TASK STATEMENT ->
Your output should consist of every record, copied exactly.

[Saved entries]
────────

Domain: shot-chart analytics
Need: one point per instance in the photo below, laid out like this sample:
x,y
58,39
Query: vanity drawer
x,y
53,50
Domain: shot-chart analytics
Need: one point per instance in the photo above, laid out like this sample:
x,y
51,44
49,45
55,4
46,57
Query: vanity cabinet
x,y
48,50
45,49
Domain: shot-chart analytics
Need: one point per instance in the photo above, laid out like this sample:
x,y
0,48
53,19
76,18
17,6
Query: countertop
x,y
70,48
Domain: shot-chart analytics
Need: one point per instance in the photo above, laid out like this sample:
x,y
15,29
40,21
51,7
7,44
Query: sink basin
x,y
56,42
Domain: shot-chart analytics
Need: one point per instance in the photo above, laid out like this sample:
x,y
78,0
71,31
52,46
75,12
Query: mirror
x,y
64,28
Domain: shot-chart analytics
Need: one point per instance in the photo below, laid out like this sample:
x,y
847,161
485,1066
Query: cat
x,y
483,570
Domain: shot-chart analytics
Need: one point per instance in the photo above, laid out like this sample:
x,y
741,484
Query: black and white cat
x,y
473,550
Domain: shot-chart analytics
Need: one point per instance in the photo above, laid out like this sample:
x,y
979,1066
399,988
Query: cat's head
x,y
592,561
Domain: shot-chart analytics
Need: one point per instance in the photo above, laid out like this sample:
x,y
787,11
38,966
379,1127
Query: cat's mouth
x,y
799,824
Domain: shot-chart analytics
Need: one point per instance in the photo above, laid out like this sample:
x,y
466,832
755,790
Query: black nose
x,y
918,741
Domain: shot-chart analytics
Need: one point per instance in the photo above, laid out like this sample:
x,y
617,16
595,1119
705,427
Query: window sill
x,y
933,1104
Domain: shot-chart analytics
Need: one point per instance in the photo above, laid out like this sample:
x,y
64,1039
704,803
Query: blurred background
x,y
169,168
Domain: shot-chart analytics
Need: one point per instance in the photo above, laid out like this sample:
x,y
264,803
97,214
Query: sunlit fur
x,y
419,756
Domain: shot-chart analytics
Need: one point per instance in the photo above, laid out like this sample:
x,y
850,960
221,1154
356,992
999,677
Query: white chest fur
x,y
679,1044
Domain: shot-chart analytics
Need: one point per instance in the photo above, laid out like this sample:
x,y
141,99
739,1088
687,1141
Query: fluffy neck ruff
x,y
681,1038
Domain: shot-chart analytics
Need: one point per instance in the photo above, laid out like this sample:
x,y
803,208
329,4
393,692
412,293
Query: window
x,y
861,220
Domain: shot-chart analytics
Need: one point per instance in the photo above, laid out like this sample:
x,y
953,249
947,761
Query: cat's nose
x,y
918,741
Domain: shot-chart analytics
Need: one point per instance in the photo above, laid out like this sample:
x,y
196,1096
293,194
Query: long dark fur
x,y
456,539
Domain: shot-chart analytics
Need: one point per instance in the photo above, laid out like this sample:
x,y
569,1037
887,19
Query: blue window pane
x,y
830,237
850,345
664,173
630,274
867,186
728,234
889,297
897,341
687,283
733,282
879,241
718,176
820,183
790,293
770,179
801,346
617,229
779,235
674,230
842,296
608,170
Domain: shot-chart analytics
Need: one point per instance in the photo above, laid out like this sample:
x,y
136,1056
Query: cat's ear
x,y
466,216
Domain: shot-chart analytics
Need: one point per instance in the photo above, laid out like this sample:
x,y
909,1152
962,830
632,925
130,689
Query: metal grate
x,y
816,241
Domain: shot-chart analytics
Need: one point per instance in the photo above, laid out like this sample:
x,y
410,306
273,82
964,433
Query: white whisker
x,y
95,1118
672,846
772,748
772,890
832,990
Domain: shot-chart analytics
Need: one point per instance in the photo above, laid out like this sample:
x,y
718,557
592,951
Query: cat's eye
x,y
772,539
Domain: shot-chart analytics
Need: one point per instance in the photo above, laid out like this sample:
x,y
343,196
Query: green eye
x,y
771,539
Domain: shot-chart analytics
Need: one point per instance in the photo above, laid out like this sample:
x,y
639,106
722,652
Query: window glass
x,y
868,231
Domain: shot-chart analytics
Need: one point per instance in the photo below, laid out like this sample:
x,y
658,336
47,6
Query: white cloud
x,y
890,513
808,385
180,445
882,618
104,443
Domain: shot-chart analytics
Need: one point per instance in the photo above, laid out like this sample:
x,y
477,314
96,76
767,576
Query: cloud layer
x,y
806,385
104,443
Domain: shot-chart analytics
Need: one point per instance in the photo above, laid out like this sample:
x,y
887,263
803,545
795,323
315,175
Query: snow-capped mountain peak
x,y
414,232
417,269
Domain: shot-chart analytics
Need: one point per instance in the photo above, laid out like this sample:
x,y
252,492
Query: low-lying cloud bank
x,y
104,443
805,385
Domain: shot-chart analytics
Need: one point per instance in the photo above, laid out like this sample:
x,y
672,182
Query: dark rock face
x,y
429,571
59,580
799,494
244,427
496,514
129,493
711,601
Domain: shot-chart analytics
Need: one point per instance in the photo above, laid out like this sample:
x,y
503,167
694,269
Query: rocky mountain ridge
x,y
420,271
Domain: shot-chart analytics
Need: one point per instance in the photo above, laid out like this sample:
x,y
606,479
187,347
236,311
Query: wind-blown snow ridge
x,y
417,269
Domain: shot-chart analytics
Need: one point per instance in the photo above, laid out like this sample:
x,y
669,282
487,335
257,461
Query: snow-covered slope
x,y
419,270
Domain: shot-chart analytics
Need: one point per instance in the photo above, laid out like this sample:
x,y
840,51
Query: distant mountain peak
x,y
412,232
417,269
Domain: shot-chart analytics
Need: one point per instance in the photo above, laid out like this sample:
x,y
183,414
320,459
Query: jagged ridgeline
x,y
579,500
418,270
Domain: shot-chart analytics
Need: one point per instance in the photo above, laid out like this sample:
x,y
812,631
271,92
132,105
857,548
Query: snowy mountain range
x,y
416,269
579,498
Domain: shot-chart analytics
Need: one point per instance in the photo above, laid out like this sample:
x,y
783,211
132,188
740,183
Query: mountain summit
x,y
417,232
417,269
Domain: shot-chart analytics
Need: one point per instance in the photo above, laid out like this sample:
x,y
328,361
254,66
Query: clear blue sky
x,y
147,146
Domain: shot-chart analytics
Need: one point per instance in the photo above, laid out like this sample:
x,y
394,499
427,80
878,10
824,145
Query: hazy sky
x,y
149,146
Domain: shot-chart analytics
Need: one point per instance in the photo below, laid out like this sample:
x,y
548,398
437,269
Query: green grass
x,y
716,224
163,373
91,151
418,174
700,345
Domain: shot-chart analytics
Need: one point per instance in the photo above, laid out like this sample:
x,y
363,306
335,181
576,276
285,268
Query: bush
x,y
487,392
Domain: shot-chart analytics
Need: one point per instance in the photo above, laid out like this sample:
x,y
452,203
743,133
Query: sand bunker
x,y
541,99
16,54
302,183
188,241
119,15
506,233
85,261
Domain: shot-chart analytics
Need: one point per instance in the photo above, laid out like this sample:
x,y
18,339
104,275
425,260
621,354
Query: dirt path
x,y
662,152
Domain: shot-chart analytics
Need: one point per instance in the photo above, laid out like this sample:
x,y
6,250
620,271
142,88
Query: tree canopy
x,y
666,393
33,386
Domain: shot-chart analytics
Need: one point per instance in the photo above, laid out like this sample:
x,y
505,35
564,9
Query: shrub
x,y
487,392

────────

RESPONSE ->
Domain: shot-chart analytics
Need: one point per instance in the photo below, laid out like this sample:
x,y
58,39
Query: vanity drawer
x,y
53,50
Domain: shot-chart analytics
Need: one point per instance in the photo above, laid out like this sample:
x,y
51,44
49,45
55,4
46,57
Query: vanity cabinet
x,y
48,50
45,49
Domain: shot-chart analytics
Need: one point per instance in the photo above, laid out like this sample:
x,y
0,48
53,19
76,18
17,6
Query: countertop
x,y
70,48
Domain: shot-chart analytics
Need: one point per instance in the photo above, laid out like this sample:
x,y
15,29
40,21
51,7
7,44
Query: sink basin
x,y
56,42
Domain: shot-chart analytics
Need: one point per instance in the photo above, laid out like this sample:
x,y
78,0
71,31
52,46
75,12
Query: mirror
x,y
64,28
Domain: shot-chart analytics
Need: one point per instance in the photo below, laid out like this sample:
x,y
847,161
485,1066
Query: cat
x,y
483,570
Domain: shot-chart analytics
Need: one point per instance in the photo above, laid out like this sample:
x,y
741,484
Query: black and white cat
x,y
473,550
Domain: shot-chart analytics
Need: one point per instance in the photo above, laid out like this sample:
x,y
979,1066
399,988
Query: cat's head
x,y
592,561
Domain: shot-chart analytics
Need: one point per instance in the photo above, laid out like this sample:
x,y
787,11
38,966
379,1127
Query: cat's mouth
x,y
799,824
Domain: shot-chart analytics
Need: one point per instance in the photo above, laid out like this sample:
x,y
466,832
755,790
Query: black nose
x,y
918,741
Domain: shot-chart analytics
Need: one point per instance in the photo above, laid out like this sample:
x,y
617,16
595,1119
705,427
Query: window sill
x,y
933,1104
Domain: shot-chart analytics
Need: one point per instance in the photo above, laid out like this sample:
x,y
64,1039
704,803
Query: blurred background
x,y
169,168
Domain: shot-chart analytics
Need: one point per instance in the photo above, laid out like this sample:
x,y
264,803
97,214
Query: sunlit fur
x,y
419,756
Domain: shot-chart analytics
Need: one point per instance in the photo above, laid out like this sample:
x,y
850,960
221,1154
356,992
999,677
Query: white chest fur
x,y
679,1044
Domain: shot-chart analytics
Need: one point per instance in the photo above, laid out like this sample:
x,y
141,99
739,1088
687,1141
Query: fluffy neck ruff
x,y
681,1038
Domain: shot-chart analytics
Need: one point per instance in the photo above, laid out like this sample:
x,y
803,208
329,4
393,692
412,293
Query: window
x,y
861,220
Domain: shot-chart analytics
Need: one point per instance in the photo above, laid out like this sample:
x,y
953,249
947,761
Query: cat's nose
x,y
918,741
Domain: shot-chart analytics
Need: one point per instance in the photo above, laid out like this sample:
x,y
196,1096
293,194
Query: long dark fur
x,y
456,539
Domain: shot-chart analytics
Need: one point per instance in the photo above, laid out like this sample:
x,y
569,1037
887,19
Query: blue window pane
x,y
830,237
850,345
664,173
630,274
867,186
728,234
889,297
897,341
687,283
733,282
879,241
718,176
820,183
790,293
770,179
801,346
617,229
779,235
674,230
842,296
608,170
Domain: shot-chart analytics
Need: one point per instance in the photo above, laid out like this sample:
x,y
136,1056
Query: cat's ear
x,y
466,216
Domain: shot-chart analytics
Need: one point per instance in the photo above, laid out like this sample:
x,y
909,1152
962,830
632,925
130,689
Query: metal grate
x,y
816,241
Domain: shot-chart analytics
Need: one point per instance in the photo above, laid out like this sample:
x,y
410,306
273,82
964,433
Query: white whisker
x,y
95,1118
672,846
772,748
772,890
832,990
Domain: shot-chart analytics
Need: one point per instance in the photo above, laid out like this sample:
x,y
718,557
592,951
Query: cat's eye
x,y
772,539
Domain: shot-chart analytics
Need: one point per instance in the photo above, laid out like this sample:
x,y
343,196
Query: green eye
x,y
771,539
Domain: shot-chart analytics
Need: one point per instance in the photo above, laid out like this sample:
x,y
639,106
722,652
Query: window glass
x,y
868,231
Domain: shot-chart analytics
Need: one point per instance in the photo below, laid out like this sample:
x,y
658,336
47,6
Query: white cloud
x,y
890,513
808,385
180,445
882,618
104,443
Domain: shot-chart analytics
Need: one point per instance in the photo above, laid out like this sample:
x,y
477,314
96,76
767,576
Query: cloud layer
x,y
806,385
104,443
Domain: shot-chart analytics
Need: one point per instance in the photo above, laid out like this sample:
x,y
887,263
803,545
795,323
315,175
Query: snow-capped mountain peak
x,y
414,232
417,269
Domain: shot-chart analytics
Need: one point per instance in the photo above, laid out like this sample:
x,y
252,492
Query: low-lying cloud bank
x,y
104,443
805,385
Domain: shot-chart analytics
Need: one point per instance in the photo above, laid out like this sample:
x,y
672,182
Query: dark rock face
x,y
429,571
59,580
799,494
244,427
496,514
129,493
711,601
Domain: shot-chart analytics
Need: one point per instance in the photo above, laid out like this sample:
x,y
503,167
694,269
Query: rocky mountain ridge
x,y
420,271
Domain: shot-chart analytics
Need: one point per instance in the photo above, laid out like this sample:
x,y
606,479
187,347
236,311
Query: wind-blown snow ridge
x,y
417,269
Domain: shot-chart analytics
Need: one point per instance in the photo above, laid out like this sample:
x,y
669,282
487,335
257,461
Query: snow-covered slope
x,y
419,270
Domain: shot-chart analytics
Need: one point per instance in the photo above, laid out like this sample:
x,y
840,51
Query: distant mountain peak
x,y
412,232
417,269
Domain: shot-chart analytics
Need: one point per instance in the photo above, laid out like this sample:
x,y
183,414
320,459
Query: jagged ridgeline
x,y
579,500
418,270
Domain: shot-chart analytics
Need: one point per instance in the photo above, laid out like this sample:
x,y
812,631
271,92
132,105
857,548
Query: snowy mountain range
x,y
416,269
579,498
Domain: shot-chart analytics
Need: one point per instance in the photo above, laid out like this sample:
x,y
783,211
132,188
740,183
Query: mountain summit
x,y
417,232
417,269
Domain: shot-chart analytics
Need: one point per instance in the photo above, laid out like this sample:
x,y
328,361
254,66
Query: clear blue sky
x,y
147,146
Domain: shot-chart analytics
Need: one point per instance in the photo above, laid out like this sample:
x,y
394,499
427,80
878,10
824,145
Query: hazy sky
x,y
149,146
Domain: shot-chart analytics
Need: one point per instance in the photo below, laid out like this sample:
x,y
548,398
437,269
Query: green grass
x,y
716,224
163,373
91,151
418,174
700,345
Domain: shot-chart analytics
Need: one point per instance in the photo above, laid out like this sample:
x,y
363,306
335,181
576,276
285,268
Query: bush
x,y
487,392
Domain: shot-chart analytics
Need: one point per instance in the photo above, laid out like this sample:
x,y
452,203
743,133
Query: sand bunker
x,y
541,99
16,54
302,183
188,241
119,15
506,233
85,261
Domain: shot-chart analytics
Need: one point per instance in the photo above, laid out like this sample:
x,y
18,339
104,275
425,260
621,354
Query: dirt path
x,y
662,152
Domain: shot-chart analytics
Need: one point per instance in the photo above, laid out like this sample:
x,y
6,250
620,271
142,88
Query: tree canopy
x,y
666,393
33,386
Domain: shot-chart analytics
Need: one point per instance in the photo above, laid out like this sample:
x,y
505,35
564,9
Query: shrub
x,y
487,392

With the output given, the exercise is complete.